Continue the passage on fuzzy adaptive control for nonlinear systems with disturbances from the point where it stops.
### TEXT SECTION ###
It is a prominent prospect to eliminate the influence of external disturbances on the systems [Citation33–38]. Ji et al. [Citation39] designed an adaptive fault-tolerant optimized formation control for multiagent systems with disturbances, in which a disturbance observer was constructed to alleviate the negative effects of external disturbance. Liu et al. [Citation40] developed an adaptive control scheme for Markovian jump systems that suffer from external disturbances and actuator faults, in which external disturbances contain matched and mismatched part. Xu et al. [Citation41] designed a neural network disturbance observer for strict-feedback systems to achieve good control performance in spite of unknown dynamics and time-varying disturbance. Song and Lewis [Citation42] introduced a robust optimal control scheme with a disturbance observer to estimate disturbances for nonlinear systems. Zerari and Chemachema [Citation43] studied the continuously stirred tank reactor systems containing external disturbances and introduced the compensator to confront the influence of external interference in the designed control strategy. Ran et al. [Citation44] proposed a disturbance rejection optimal control for nonlinear systems, in which the perturbances and other uncertainties are estimated by the designed disturbance observer. Chen and Ge [Citation45] presented an adaptive neural control strategy for nonlinear systems with unmeasured states, hysteresis and disturbances. However, the foregoing advancements rarely studied the optimized finite-time control problem based on fuzzy systems for nonlinear systems with full-state constraints and external disturbances.

Motivated by the aforementioned researches, this paper considers the fuzzy adaptive optimal finite-time control issue for nonlinear systems with full-state constraints, external disturbance and bias fault. Combining backstepping and ADP tricks, a fuzzy adaptive optimal finite-time control strategy is designed. The unknown system functions are approximated by the fuzzy logic system and disturbance observers are designed to solve the influence of external disturbances and bias fault signal. Virtual and actual controllers are introduced by being incorporated with actor-critic architecture and backstepping framework. The main contributions are summarized as follows.
### GIVEN MATERIAL ###
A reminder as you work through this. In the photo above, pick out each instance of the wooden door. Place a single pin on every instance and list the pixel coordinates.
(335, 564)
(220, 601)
###
- _EXERCISE RESPONSE_
  1. In comparison with  [Citation25,Citation27,Citation28], the designed scheme via actor-critic framework and finite-time stability theory can ensure the controller systems not only has a faster convergence rate and limits the tracking error derives within a temperate area of the origin in a finite time.

  2. An disturbance observer-based fuzzy finite-time strategy based on actor-critic structure is proposed. Discriminating the control schemes in [Citation26,Citation32,Citation46], it not only considers the full-state constraint for strict-feedback nonlinear systems but also addresses the effects of bias fault and external disturbance on the system by designing the disturbance observer.

The remainder of this article is organized as follows. In Section 2, the system description and preliminary knowledge are presented. Section 3 proposes an observer-based fuzzy optimal control scheme. Subsequently, stability analysis is given in Section 4. A simulation example is shown in Section 5. Finally, the conclusion is presented in Section 6.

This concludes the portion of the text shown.